» Available data
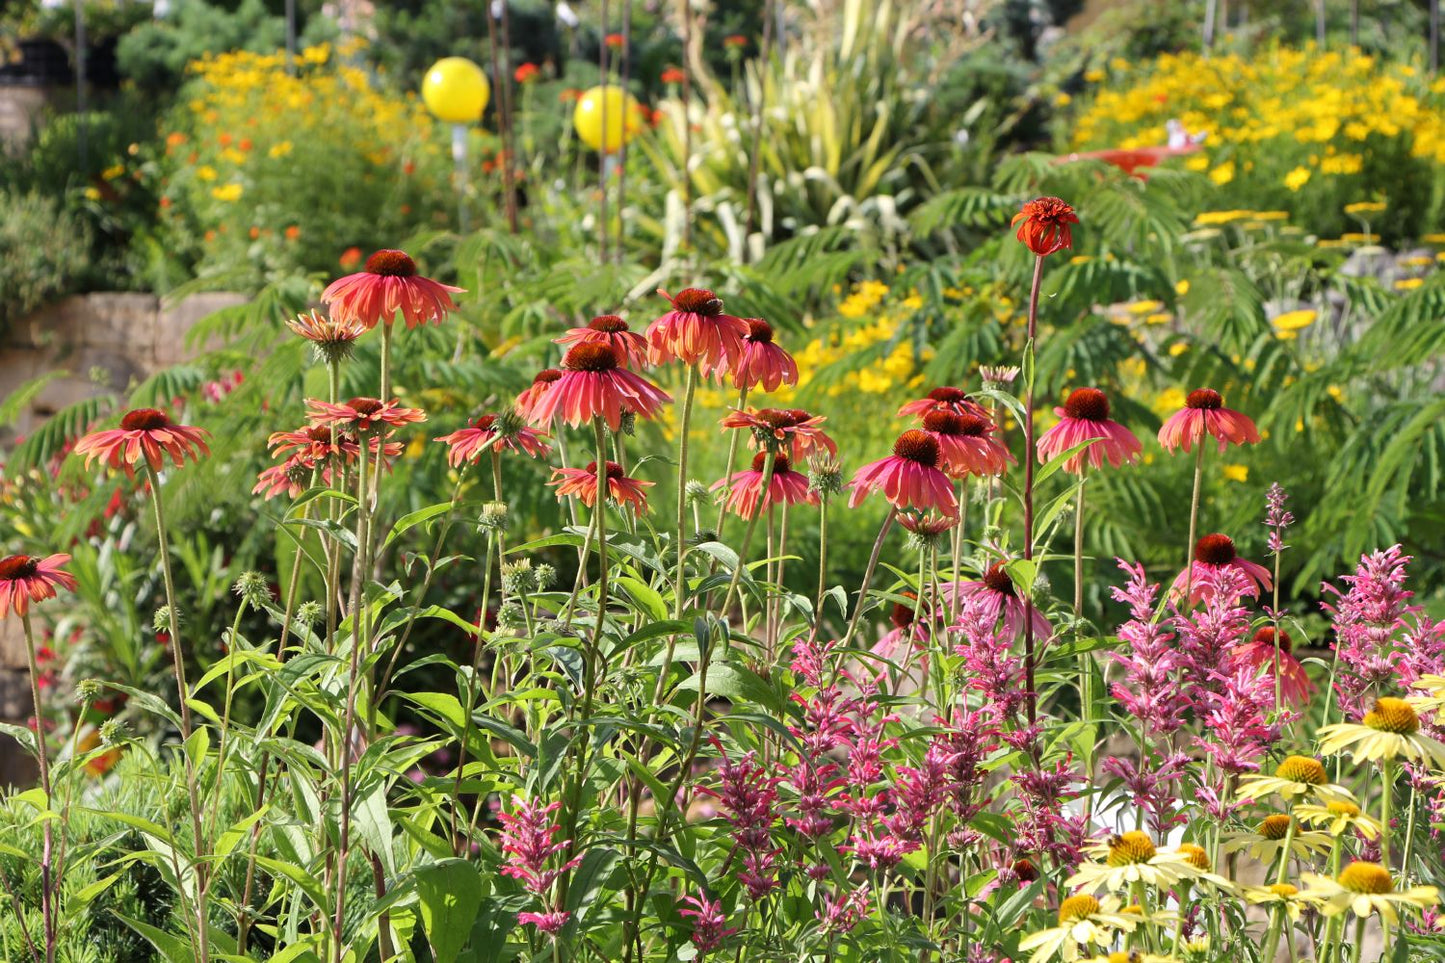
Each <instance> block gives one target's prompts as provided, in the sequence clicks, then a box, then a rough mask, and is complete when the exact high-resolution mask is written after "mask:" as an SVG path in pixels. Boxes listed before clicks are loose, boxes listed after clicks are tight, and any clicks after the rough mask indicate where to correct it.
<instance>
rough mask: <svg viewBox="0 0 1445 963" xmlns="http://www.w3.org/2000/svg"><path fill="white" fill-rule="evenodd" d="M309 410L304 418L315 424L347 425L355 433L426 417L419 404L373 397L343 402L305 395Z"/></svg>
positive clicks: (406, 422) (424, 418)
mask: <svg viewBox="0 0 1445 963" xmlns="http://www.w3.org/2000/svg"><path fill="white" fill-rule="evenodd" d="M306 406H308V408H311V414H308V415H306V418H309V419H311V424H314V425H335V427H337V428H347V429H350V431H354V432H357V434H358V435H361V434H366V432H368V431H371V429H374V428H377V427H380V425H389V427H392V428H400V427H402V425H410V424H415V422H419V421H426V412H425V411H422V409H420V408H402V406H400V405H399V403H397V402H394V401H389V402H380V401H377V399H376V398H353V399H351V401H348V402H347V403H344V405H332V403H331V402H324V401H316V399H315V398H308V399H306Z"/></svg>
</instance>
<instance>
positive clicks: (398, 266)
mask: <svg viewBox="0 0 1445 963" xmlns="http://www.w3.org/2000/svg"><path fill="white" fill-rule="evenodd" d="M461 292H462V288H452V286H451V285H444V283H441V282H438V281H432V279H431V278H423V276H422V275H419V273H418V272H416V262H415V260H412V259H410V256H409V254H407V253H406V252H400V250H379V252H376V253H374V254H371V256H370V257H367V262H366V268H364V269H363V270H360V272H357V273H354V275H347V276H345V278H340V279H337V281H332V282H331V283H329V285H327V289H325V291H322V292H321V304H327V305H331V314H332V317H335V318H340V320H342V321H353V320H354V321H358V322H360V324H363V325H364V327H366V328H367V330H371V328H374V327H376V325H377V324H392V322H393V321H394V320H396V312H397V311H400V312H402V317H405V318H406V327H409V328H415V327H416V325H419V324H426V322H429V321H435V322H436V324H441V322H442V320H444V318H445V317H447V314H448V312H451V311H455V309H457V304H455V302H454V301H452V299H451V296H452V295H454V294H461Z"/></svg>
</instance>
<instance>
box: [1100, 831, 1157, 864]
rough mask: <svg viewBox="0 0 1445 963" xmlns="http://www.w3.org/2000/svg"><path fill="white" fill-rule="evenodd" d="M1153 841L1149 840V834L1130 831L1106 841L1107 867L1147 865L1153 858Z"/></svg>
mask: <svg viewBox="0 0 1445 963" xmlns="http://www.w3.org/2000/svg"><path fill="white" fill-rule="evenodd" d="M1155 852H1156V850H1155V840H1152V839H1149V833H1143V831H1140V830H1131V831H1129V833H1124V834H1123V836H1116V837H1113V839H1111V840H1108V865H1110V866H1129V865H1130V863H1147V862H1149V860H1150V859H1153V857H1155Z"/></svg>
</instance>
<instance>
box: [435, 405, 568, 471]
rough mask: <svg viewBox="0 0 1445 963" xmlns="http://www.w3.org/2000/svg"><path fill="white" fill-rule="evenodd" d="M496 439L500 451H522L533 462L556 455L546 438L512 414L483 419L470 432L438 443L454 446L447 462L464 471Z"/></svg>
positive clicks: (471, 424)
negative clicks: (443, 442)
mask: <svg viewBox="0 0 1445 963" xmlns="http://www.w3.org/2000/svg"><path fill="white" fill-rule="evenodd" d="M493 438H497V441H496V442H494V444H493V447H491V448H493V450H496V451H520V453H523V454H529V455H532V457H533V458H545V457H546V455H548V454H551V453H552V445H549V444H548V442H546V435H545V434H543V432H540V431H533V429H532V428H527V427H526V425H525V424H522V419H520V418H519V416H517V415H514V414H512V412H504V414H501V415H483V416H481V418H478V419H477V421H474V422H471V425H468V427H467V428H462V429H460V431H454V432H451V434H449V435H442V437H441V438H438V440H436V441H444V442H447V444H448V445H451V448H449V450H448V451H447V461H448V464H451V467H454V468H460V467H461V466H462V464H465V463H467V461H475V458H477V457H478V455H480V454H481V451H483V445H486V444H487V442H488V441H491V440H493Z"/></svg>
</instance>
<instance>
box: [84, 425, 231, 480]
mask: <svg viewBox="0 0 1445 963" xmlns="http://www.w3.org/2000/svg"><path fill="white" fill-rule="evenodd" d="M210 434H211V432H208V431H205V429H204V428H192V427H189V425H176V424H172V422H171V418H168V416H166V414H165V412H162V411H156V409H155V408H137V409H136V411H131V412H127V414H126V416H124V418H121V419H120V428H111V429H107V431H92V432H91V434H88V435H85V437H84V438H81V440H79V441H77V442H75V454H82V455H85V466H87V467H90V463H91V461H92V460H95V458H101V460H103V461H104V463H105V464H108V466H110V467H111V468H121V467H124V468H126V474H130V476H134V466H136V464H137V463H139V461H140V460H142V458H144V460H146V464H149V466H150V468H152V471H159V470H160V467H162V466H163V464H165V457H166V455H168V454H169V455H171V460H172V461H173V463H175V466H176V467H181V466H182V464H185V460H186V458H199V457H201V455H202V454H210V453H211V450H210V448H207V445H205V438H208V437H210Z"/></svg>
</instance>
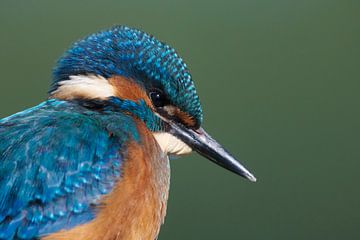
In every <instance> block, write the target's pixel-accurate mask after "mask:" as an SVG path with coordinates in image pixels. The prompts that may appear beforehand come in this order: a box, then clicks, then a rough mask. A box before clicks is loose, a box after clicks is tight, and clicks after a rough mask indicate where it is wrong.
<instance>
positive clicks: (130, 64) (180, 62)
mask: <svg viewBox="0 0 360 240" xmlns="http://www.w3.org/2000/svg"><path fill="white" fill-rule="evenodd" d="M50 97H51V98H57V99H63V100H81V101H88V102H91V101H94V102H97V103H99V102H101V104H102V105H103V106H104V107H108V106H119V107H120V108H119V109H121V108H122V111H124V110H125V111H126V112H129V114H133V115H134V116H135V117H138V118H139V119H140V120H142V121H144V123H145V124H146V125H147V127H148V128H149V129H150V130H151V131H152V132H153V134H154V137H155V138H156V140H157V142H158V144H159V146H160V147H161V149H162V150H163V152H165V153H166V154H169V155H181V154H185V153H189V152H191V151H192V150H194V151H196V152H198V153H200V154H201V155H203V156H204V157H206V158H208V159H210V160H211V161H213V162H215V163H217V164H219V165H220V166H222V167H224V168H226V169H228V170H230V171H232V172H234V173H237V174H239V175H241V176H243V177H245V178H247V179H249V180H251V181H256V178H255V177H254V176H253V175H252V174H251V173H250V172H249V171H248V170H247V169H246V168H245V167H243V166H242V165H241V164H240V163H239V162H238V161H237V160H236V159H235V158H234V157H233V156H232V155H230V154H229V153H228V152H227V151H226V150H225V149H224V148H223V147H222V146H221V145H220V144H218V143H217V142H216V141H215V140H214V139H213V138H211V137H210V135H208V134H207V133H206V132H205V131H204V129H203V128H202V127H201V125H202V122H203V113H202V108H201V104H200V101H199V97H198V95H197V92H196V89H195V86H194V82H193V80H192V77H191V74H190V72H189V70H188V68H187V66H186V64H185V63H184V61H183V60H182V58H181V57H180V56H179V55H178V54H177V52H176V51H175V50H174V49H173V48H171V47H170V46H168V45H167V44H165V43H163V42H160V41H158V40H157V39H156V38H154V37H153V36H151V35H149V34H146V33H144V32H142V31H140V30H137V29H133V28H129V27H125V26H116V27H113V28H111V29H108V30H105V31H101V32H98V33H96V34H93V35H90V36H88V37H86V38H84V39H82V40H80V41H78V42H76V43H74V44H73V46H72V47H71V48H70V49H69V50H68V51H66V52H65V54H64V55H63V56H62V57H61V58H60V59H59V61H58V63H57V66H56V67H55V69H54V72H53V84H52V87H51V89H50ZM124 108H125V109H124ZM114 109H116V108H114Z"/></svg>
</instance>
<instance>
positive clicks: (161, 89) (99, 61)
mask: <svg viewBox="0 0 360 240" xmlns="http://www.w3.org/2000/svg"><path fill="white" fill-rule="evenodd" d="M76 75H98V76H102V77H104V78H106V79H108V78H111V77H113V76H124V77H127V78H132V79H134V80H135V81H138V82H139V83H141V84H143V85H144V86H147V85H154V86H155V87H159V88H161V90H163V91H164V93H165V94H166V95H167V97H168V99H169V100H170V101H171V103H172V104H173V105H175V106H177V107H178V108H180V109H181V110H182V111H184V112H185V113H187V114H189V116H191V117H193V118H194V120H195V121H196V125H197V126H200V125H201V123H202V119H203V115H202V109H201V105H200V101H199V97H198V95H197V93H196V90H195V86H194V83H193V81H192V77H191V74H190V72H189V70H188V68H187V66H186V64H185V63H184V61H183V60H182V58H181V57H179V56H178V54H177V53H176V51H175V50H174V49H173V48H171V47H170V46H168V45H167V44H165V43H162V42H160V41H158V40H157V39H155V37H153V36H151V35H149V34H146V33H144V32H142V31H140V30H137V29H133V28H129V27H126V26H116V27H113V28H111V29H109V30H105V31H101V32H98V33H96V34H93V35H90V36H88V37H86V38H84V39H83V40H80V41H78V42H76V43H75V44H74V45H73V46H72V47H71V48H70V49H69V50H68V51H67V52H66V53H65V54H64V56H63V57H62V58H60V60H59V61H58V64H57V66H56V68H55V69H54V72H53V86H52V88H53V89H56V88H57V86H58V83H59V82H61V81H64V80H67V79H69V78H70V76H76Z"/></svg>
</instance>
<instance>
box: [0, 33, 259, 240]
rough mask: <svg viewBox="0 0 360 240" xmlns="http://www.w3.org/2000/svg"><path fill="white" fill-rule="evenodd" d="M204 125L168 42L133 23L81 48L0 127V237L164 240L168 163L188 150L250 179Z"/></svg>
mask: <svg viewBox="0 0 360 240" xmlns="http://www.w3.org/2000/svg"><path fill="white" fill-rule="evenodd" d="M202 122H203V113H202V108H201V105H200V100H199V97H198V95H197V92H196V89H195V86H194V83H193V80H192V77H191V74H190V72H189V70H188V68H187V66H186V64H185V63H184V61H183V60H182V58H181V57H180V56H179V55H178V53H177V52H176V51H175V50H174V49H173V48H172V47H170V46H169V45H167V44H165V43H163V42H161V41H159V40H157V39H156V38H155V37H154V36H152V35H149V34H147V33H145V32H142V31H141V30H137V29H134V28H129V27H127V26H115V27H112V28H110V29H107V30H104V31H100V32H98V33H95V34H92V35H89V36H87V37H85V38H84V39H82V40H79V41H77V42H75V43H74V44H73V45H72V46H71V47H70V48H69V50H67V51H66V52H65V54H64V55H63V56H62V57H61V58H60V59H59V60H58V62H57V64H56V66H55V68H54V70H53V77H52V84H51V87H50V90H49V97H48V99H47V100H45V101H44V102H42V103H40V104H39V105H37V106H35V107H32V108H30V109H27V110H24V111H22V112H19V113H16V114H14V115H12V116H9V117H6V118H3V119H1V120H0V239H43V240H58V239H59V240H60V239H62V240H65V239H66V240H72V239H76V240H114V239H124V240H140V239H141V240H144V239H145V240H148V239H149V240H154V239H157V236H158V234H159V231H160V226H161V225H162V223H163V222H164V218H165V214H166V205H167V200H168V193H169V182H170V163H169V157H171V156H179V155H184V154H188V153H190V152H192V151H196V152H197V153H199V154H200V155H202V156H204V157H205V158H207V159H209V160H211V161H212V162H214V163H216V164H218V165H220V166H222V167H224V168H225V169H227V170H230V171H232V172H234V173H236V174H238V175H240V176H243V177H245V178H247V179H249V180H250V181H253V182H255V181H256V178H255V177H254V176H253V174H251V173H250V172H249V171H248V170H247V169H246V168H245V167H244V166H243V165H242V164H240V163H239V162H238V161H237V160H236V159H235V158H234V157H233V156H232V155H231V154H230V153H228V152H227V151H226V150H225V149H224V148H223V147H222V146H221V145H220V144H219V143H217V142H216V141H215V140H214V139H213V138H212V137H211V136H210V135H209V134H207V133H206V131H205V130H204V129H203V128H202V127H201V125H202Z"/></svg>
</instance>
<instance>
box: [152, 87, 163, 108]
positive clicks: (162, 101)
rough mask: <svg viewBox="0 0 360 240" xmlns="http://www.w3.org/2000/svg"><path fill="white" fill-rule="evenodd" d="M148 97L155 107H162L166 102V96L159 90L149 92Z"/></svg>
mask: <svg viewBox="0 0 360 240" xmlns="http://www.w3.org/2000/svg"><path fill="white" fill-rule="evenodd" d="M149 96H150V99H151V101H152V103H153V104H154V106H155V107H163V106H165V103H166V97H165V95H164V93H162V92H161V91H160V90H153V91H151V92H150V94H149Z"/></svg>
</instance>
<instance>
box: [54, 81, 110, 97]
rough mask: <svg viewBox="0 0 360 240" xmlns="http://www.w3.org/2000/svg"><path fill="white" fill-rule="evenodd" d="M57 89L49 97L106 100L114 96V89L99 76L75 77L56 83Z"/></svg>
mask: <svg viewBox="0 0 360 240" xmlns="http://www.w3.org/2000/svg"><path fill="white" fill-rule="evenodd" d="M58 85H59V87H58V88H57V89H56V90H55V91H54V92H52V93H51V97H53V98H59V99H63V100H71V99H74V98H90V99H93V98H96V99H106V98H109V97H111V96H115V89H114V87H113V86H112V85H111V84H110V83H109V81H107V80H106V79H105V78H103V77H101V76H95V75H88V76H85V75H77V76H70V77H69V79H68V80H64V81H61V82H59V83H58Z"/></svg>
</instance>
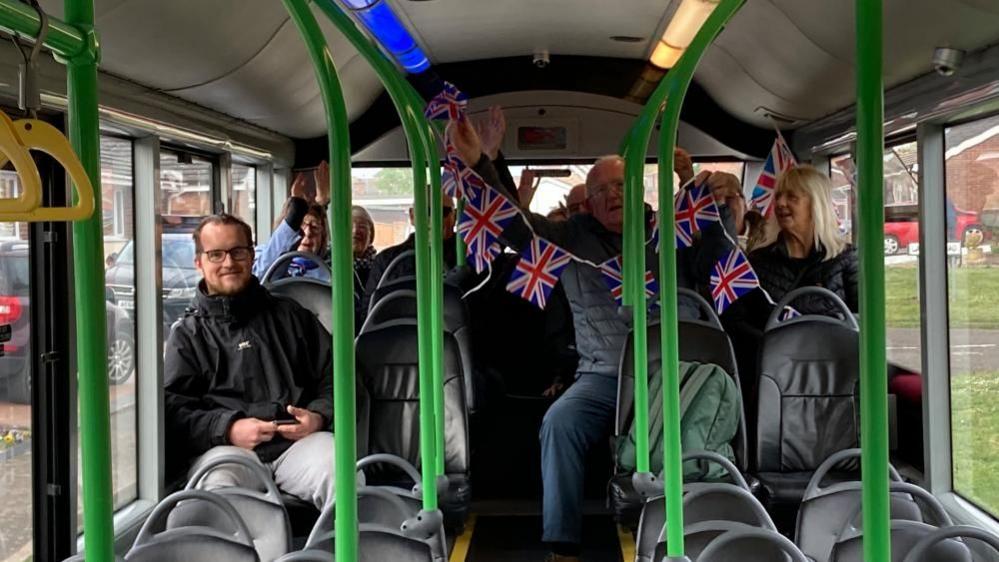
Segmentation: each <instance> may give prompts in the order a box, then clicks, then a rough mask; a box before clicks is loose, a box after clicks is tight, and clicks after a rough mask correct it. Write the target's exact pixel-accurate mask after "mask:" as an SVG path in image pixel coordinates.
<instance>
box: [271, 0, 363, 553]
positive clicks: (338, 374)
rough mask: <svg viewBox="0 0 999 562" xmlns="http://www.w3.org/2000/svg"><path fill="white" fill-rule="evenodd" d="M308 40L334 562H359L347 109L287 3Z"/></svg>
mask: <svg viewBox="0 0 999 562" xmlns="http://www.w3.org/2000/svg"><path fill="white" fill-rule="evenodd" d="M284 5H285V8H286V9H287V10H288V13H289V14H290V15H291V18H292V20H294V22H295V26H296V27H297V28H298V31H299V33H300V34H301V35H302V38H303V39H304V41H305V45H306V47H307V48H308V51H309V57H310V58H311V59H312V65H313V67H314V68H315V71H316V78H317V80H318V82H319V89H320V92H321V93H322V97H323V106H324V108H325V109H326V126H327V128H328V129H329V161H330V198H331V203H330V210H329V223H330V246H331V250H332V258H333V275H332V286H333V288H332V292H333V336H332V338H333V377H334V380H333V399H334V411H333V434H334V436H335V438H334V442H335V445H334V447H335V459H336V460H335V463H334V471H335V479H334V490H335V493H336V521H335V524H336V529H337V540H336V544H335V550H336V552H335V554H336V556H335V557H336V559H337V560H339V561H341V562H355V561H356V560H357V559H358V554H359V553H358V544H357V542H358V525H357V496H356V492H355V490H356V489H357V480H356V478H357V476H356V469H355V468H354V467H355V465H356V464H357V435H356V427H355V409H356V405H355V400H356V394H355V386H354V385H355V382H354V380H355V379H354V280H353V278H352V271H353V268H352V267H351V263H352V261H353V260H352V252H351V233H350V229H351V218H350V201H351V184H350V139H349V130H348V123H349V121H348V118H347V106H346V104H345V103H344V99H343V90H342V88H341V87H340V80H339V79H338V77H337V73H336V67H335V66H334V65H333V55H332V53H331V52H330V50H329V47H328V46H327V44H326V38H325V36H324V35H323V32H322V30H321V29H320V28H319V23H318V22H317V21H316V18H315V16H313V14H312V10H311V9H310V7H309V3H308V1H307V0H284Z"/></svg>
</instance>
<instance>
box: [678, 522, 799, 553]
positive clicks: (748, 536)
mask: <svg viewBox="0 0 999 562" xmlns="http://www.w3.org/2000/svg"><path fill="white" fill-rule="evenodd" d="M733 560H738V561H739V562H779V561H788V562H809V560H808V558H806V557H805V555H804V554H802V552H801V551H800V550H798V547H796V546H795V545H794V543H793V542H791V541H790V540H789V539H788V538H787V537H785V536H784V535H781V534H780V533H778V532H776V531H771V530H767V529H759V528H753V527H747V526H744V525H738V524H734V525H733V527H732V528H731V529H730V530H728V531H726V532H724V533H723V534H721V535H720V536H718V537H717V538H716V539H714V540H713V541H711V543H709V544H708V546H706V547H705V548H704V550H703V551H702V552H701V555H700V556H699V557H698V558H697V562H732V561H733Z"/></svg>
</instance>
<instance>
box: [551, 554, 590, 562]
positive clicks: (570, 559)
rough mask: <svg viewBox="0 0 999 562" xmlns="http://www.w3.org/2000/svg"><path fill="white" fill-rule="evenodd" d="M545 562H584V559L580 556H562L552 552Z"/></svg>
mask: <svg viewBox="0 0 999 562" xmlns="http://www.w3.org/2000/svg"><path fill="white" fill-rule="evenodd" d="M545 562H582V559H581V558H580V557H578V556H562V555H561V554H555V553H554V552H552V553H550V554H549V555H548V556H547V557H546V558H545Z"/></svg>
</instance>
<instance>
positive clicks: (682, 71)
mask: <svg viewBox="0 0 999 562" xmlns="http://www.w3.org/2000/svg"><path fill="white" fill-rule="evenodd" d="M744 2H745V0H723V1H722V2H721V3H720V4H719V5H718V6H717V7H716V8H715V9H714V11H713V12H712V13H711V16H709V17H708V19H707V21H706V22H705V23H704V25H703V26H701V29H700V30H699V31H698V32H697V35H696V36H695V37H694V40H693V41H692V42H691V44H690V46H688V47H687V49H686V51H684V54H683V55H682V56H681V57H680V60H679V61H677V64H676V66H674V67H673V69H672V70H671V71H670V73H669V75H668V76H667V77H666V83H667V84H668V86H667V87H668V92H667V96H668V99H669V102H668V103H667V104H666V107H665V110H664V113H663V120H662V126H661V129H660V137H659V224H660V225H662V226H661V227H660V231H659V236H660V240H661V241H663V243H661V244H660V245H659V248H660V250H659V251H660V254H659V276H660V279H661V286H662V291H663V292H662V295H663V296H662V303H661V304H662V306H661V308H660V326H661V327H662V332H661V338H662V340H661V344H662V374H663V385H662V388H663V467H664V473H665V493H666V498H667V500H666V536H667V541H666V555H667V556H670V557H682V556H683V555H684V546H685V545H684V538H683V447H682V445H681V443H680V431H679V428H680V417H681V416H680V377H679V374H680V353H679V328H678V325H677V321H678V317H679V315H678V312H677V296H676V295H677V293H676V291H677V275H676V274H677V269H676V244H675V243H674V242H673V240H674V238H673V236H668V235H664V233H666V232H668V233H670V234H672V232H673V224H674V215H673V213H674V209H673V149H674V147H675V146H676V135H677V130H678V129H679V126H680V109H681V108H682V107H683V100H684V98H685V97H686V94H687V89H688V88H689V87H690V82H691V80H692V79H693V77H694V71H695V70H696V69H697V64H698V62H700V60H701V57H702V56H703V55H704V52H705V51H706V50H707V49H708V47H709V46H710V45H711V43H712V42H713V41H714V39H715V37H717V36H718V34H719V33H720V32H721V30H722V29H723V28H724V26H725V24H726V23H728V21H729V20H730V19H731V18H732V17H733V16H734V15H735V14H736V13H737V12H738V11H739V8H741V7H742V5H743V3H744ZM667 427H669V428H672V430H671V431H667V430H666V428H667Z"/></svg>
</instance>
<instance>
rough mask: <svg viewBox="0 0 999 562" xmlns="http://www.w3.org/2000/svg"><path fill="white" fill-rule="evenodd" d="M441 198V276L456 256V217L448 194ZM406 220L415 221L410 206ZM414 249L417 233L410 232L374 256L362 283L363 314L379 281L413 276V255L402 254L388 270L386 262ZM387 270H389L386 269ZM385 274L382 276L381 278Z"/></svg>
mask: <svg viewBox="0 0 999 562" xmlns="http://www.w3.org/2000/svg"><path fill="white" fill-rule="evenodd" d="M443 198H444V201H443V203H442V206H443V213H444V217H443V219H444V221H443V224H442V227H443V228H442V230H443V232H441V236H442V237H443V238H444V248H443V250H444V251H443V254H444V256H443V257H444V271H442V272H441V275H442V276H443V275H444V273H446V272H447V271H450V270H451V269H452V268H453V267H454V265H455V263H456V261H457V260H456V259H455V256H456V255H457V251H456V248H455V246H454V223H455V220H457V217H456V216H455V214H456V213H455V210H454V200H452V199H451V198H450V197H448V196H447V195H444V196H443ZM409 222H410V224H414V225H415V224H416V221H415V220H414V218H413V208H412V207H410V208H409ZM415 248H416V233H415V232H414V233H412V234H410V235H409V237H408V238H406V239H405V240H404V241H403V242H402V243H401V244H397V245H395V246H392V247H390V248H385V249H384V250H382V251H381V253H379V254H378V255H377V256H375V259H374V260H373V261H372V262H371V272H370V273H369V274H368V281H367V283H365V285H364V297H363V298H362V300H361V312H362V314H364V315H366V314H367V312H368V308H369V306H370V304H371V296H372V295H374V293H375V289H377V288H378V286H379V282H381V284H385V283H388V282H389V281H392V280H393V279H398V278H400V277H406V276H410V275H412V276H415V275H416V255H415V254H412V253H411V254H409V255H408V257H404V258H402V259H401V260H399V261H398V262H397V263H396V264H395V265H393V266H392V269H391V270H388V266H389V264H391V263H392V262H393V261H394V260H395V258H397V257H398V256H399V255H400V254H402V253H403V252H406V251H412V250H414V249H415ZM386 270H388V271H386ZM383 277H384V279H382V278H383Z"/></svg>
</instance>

» What to work on
Show every line of the data that includes the string "order".

» Answer to this problem
In every <instance> block, write the target's pixel-accurate mask after "mask:" as an SVG path with coordinates in image pixels. The prompts that may appear beforehand come in this order: a box, then clicks, then a rough mask. A box before clicks is loose, a box after clicks is tight, and clicks after a rough mask indicate where it is wrong.
Segmentation: each <instance> may give prompts in the order a box, then clicks, then a rough mask; a box before clicks is loose, a box after clicks is tight, and clicks after a rough mask correct it. Write the target's exact pixel-accurate mask after "mask:" as an SVG path in image pixel coordinates.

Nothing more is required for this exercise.